__DESCRIPTION OF THE TASK__:
Render every line of the material below as a string in a JSON list, one string per line, omitting any blank lines.

[Some records]

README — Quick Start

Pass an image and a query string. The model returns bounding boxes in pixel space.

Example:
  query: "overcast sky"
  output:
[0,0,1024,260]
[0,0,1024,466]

__ANSWER TO THE TASK__:
[
  "README — Quick Start",
  "Pass an image and a query string. The model returns bounding boxes in pixel space.",
  "Example:",
  "  query: \"overcast sky\"",
  "  output:",
  "[0,0,1024,260]",
  "[0,0,1024,466]"
]